__任务说明__.
根据下方关于有效数字的文章回答：
(a) 小数的格式中，以点“.”开头的那一种，点后面要跟什么？
(b) 整数按顺序由哪些部分组成？
(c) 示例中输入 s = "0" 时，输出是什么？

__文章__.
A decimal number can be split up into these components (in order):
- (Optional) A sign character (either ‘+’ or ‘-').
- One of the following formats:
- One or more digits, followed by a dot ‘.’.
- One or more digits, followed by a dot ‘.’, followed by one or more digits.
- A dot ‘.’, followed by one or more digits.
An integer can be split up into these components (in order):
- (Optional) A sign character (either ‘+’ or ‘-').
- One or more digits.
For example, all the following are valid numbers: ["2", "0089", "-0.1", "+3.14", "4.", "-.9", "2e10", "-90E3", "3e+7", "+6e-1", "53.5e93", "-123.456e789"], while the following are not valid numbers: ["abc", "1a", "1e", "e3", "99e2.5", "--6", "-+3", "95a54e53"].
Given a string s, return true if s is a valid number.
Example:
Input: s = "0"
Output: true
Input: s = "e"

__提取材料__.

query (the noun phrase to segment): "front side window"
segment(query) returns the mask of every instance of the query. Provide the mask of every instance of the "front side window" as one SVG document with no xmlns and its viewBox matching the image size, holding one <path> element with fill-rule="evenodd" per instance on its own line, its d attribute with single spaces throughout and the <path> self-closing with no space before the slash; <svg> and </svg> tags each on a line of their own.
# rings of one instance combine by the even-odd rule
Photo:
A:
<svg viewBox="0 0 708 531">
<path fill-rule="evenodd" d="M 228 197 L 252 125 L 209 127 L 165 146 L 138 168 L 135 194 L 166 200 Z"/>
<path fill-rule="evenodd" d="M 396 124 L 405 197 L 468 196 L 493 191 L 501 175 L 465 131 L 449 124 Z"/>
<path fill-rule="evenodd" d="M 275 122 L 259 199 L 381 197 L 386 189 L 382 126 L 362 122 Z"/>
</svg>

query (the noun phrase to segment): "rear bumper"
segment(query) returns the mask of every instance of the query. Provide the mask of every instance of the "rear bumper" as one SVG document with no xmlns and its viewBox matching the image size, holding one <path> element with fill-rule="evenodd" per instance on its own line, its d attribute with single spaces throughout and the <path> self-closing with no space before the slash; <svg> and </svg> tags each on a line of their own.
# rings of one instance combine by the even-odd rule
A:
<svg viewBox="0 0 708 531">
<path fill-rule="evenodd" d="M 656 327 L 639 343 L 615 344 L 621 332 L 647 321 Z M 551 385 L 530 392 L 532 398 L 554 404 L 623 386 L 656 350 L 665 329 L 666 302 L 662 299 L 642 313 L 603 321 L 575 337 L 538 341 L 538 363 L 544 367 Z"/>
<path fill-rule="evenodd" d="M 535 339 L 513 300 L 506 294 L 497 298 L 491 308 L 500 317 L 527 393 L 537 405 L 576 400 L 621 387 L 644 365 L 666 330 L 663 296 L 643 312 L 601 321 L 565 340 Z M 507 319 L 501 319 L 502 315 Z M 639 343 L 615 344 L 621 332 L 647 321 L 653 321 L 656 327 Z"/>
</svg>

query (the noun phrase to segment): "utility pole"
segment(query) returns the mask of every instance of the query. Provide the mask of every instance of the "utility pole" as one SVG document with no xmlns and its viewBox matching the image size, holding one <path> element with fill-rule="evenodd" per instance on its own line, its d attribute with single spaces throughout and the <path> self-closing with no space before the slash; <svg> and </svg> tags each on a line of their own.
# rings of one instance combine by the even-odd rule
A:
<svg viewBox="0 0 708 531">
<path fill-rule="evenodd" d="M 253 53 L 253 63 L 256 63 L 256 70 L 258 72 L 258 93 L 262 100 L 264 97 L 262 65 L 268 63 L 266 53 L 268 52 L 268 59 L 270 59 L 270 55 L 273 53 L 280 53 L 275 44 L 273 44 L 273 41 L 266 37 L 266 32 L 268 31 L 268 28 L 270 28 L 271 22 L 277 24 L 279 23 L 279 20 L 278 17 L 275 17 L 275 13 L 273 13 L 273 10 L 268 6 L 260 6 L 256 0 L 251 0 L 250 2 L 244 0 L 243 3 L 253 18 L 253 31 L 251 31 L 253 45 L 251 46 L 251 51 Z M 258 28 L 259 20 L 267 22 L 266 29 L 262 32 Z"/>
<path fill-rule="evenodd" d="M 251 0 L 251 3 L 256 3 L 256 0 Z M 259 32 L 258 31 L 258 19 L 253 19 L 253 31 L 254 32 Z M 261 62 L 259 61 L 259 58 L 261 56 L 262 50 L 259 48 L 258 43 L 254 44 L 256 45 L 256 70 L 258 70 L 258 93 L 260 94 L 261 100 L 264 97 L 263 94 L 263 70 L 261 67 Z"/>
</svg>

__练习结果__.
(a) 一个或多个数字。
(b) 可选的符号字符（“+”或“-”），然后是一个或多个数字。
(c) true。